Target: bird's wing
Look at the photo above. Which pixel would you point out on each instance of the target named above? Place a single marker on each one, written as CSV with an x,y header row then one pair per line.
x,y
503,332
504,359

TASK DETAILS
Nothing but the lines from the one that contains "Look at the" through the end of the listing above should be copied, each exactly as written.

ANSWER
Look at the photo above. Which pixel would you point out on each instance of the target named above? Place a single marker on each one, written as CSV with an x,y header row then one pair per line.
x,y
503,332
504,359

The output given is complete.